# Main bathroom remodel



## MagicalHome (Apr 12, 2010)

My friend has a very, very small MAIN bathroom in his house. The dimentions are approx. 5'Wide X 10' Long. Are there any good websites that give ideas, pictures, and so forth of what might give us some realistic ideas. Thank you for your help.


----------



## JakAHearts (Apr 20, 2010)

Im not aware of any sites specific to "small" bathrooms but I did recently shop for thin and shallow vanities. Check out Ikea's line of bathroom prodcuts. They are nice if you like the styling and are only 18 inches deep so they save a good amount of room while providing a signifigant amount of storage. Also, if youre looking for a very modern look, I stuck this vanity (small and thin) http://www.amazon.com/Pegasus-PE714107-18-Inch-Granite-Espresso/dp/B001PA7U02 w/ a matching sink (youll want a 14 inch with this small vanity) from here. http://www.overstock.com/search?keywords=vessel+sink&SearchType=Header Not sure if it is your style but it was pretty cheap and looks really rich in my opinion. I got the vanity from Home Depot for 200 bucks, in stock at a local store, though their website says online only. Hope that helps.

Shane


----------



## MagicalHome (Apr 12, 2010)

JakAHearts said:


> Im not aware of any sites specific to "small" bathrooms but I did recently shop for thin and shallow vanities. Check out Ikea's line of bathroom prodcuts. They are nice if you like the styling and are only 18 inches deep so they save a good amount of room while providing a signifigant amount of storage. Also, if youre looking for a very modern look, I stuck this vanity (small and thin) http://www.amazon.com/Pegasus-PE714107-18-Inch-Granite-Espresso/dp/B001PA7U02 w/ a matching sink (youll want a 14 inch with this small vanity) from here. http://www.overstock.com/search?keywords=vessel+sink&SearchType=Header Not sure if it is your style but it was pretty cheap and looks really rich in my opinion. I got the vanity from Home Depot for 200 bucks, in stock at a local store, though their website says online only. Hope that helps.
> 
> Shane


Thanks for your advice. I'll tell my friend about this


----------



## vsheetz (Sep 28, 2008)

5x10' is a common bathroom size - as is 5x8'. 5' tub/shower across one end - vanity and toilet one one wall - door opposite end from the tub/shower or in wall opposite the vanity and toilet. I recently remodeled such a 5x10 bathroom. Used a standalone shallow depth 30" wide vanity made a big difference in the actual amount of space available and the feel of spaciousness.


----------



## Jim F (Mar 4, 2010)

vsheetz said:


> 5x10' is a common bathroom size - as is 5x8'. 5' tub/shower across one end - vanity and toilet one one wall - door opposite end from the tub/shower or in wall opposite the vanity and toilet. I recently remodeled such a 5x10 bathroom. Used a standalone shallow depth 30" wide vanity made a big difference in the actual amount of space available and the feel of spaciousness.


I've seen tub along one wall vanity against opposite wall which gives you the entire 5 ft for the vanity top and a toilet opposite the door. Not room for linen closet though.


----------

• **Short problem A**: According to the bathroom remodel thread, how deep are Ikea's bathroom vanities?

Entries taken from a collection
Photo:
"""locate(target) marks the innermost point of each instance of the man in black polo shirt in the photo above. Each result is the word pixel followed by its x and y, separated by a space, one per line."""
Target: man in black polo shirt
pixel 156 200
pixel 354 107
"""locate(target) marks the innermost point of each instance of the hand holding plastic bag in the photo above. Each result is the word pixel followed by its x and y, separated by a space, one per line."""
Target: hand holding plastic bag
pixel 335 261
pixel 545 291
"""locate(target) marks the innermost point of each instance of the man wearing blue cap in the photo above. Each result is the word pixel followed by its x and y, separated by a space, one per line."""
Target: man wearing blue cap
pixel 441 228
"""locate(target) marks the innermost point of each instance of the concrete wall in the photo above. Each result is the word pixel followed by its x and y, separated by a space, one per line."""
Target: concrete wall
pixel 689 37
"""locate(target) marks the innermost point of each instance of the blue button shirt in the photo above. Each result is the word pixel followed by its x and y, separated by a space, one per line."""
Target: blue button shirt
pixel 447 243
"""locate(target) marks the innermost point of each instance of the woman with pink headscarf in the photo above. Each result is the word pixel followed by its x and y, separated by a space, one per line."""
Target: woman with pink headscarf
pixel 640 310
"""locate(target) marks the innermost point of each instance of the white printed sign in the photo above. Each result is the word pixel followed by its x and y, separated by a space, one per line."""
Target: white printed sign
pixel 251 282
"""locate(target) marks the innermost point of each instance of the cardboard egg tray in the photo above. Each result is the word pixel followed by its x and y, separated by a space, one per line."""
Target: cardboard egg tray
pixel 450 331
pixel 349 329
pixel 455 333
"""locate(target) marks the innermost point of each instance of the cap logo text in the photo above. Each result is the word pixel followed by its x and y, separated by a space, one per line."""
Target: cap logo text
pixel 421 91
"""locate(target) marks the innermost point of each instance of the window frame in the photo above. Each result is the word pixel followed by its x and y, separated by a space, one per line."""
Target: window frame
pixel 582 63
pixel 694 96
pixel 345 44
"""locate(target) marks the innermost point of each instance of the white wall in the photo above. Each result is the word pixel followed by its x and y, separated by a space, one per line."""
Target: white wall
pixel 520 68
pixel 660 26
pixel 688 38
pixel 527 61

...

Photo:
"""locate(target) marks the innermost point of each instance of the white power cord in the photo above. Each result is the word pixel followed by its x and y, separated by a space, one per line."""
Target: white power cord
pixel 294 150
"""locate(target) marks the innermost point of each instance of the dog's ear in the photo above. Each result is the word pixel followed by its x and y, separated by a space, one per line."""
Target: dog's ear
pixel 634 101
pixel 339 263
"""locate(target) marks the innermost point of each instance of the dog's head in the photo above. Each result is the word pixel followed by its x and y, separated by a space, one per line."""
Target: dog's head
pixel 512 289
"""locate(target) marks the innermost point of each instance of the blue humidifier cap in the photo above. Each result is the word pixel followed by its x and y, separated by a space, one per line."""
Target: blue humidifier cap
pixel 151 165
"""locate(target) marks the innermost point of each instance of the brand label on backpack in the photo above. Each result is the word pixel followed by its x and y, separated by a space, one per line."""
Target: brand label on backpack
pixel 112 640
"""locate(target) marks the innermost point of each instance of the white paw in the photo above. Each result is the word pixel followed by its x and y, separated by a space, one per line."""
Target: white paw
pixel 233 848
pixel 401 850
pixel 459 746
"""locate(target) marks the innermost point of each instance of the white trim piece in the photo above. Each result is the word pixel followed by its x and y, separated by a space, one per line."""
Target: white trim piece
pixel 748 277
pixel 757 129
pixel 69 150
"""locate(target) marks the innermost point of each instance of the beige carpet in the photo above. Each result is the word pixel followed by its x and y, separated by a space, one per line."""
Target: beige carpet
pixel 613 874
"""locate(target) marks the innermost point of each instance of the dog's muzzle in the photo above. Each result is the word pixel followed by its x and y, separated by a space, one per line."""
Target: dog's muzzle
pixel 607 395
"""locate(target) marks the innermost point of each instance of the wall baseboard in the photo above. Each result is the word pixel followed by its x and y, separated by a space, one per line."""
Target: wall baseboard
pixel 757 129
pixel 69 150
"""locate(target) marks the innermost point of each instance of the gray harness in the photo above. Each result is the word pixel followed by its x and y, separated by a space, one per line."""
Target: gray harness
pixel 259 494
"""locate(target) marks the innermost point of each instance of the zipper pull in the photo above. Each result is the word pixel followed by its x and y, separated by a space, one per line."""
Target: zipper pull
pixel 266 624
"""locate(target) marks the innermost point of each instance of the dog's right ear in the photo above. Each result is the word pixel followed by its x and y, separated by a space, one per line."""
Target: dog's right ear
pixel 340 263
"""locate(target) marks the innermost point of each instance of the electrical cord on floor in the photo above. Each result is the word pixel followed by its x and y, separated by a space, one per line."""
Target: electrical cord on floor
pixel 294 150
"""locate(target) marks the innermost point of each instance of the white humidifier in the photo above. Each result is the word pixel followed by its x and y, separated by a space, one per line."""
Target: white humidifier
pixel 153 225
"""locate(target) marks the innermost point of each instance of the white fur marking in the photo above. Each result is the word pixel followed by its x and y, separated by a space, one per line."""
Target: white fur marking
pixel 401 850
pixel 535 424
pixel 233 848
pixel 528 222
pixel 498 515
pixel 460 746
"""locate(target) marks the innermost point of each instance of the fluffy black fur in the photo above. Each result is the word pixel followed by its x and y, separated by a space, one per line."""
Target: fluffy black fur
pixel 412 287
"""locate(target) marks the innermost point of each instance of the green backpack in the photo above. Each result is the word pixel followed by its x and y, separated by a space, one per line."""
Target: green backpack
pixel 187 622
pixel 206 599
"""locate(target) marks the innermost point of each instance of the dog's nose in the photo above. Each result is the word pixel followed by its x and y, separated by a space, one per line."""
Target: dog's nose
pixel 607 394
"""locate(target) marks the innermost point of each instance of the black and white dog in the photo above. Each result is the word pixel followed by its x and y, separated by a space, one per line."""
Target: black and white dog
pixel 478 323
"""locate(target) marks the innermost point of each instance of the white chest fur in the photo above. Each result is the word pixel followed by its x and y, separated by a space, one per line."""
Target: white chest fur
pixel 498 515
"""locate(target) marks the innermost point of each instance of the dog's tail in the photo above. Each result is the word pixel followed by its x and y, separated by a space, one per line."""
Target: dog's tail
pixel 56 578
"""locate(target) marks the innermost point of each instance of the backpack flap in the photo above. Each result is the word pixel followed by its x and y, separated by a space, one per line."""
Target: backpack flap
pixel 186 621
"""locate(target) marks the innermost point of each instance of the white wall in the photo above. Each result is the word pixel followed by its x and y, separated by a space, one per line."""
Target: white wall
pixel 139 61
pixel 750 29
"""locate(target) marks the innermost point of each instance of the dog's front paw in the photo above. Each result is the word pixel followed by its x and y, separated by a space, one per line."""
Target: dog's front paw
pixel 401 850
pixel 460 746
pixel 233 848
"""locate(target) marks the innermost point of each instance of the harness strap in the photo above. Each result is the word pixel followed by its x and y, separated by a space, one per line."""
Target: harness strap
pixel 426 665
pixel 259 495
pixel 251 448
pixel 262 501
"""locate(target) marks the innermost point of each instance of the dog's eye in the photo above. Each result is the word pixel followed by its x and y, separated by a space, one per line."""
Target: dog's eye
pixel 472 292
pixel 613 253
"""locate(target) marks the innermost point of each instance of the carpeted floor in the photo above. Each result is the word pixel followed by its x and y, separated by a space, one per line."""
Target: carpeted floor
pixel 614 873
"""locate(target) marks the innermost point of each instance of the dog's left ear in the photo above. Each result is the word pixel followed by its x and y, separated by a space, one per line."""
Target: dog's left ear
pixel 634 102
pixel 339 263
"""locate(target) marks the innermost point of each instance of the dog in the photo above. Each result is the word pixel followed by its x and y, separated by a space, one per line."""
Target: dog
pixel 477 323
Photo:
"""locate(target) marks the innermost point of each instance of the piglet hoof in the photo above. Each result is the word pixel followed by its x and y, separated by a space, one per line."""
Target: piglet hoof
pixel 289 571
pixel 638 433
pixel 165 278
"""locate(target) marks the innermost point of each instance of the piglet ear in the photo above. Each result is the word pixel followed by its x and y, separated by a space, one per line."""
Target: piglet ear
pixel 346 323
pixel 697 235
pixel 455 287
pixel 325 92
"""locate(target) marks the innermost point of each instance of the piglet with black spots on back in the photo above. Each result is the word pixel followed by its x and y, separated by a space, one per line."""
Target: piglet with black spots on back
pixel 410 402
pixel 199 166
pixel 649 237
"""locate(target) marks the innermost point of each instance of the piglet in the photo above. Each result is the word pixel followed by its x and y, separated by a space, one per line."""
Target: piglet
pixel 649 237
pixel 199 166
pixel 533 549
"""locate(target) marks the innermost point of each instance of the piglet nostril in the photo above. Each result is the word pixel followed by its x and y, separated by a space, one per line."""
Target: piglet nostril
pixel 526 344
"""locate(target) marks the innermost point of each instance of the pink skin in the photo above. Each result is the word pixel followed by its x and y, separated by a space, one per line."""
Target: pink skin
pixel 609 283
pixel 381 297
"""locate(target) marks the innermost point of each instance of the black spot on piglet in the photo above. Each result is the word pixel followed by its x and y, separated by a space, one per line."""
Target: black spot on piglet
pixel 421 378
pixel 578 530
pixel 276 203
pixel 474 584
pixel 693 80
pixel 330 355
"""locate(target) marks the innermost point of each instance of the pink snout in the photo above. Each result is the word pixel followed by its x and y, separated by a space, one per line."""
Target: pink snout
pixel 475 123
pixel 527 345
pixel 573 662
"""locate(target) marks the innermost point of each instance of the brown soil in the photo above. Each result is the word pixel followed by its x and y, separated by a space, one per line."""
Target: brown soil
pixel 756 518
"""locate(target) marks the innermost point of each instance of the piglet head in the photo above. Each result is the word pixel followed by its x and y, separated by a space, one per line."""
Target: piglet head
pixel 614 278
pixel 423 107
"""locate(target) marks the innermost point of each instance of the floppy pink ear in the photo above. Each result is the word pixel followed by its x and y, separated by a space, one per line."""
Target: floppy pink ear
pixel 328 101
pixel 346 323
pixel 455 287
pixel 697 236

* * *

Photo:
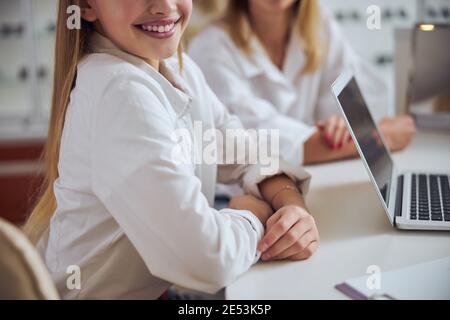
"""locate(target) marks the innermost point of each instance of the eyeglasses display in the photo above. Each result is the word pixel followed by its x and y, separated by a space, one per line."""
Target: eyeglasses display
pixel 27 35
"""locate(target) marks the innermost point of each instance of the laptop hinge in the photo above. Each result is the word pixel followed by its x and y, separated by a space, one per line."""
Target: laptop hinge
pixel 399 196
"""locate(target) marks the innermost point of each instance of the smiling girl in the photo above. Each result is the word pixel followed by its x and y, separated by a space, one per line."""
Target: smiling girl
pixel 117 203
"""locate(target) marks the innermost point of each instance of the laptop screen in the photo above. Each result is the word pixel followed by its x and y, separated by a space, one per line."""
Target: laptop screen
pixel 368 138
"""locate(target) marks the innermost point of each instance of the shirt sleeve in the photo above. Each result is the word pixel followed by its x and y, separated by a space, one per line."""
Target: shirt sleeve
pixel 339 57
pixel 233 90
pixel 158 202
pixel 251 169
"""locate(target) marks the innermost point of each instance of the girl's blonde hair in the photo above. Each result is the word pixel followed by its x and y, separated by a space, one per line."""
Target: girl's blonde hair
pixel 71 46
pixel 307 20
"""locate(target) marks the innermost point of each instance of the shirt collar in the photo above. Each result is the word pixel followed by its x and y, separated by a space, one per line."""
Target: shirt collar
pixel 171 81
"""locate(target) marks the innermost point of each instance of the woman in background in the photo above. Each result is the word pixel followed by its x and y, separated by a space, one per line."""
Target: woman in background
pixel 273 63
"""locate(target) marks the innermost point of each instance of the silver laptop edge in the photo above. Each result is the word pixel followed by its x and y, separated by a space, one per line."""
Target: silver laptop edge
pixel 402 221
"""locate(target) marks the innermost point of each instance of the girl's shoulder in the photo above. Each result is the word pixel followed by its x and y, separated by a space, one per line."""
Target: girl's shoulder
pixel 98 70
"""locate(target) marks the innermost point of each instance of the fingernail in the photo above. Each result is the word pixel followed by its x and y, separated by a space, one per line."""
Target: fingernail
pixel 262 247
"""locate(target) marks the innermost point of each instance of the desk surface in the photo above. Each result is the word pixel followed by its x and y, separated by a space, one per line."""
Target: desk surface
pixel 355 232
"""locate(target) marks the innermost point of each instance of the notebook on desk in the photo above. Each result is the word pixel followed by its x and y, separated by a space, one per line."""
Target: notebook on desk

• **Short problem B**: Copy out, word for word, the lines of the rows starting at the line that contains "the dog's eye" and ending at the line that contains "pixel 325 92", with both of those lines included.

• **Full output A**: They are only 18 inches deep.

• **Full output B**:
"""locate(target) marks the innermost point of each instance of the dog's eye in the photo above. Each result is the word pixel followed by its x and y, separated by a space, one per line."""
Target: dog's eye
pixel 472 292
pixel 613 253
"""locate(target) marks the innermost point of each instance of the carpeted floor in the photo above. Each result is the word pixel followed by its x and y, separated by a space, one per line."""
Target: carpeted floor
pixel 614 873
"""locate(target) marks the innermost point of each instance of the dog's left ear in the photo above. Each result is the word pixel followed by its x and y, separated by a space, one per line."""
Target: dog's left ear
pixel 634 102
pixel 339 263
"""locate(target) marks the innermost point of each instance of the dog in the photo above. Each result is the word pixel followed by its x and y, separated by a space, one per line."""
Target: dog
pixel 477 323
Photo:
"""locate(target) marks the innermost point of each instance of the piglet hoof in the photo above. Each result is the word pixel followed by its x and y, separated by a space, one per line."""
Target: piglet hoof
pixel 289 571
pixel 638 433
pixel 165 278
"""locate(target) marks the innermost point of each instance of the piglet ear in the photo above. Each result is the word pixel followed by its x and y, separated by a space, one per line."""
Target: piglet ear
pixel 346 323
pixel 697 235
pixel 455 287
pixel 325 92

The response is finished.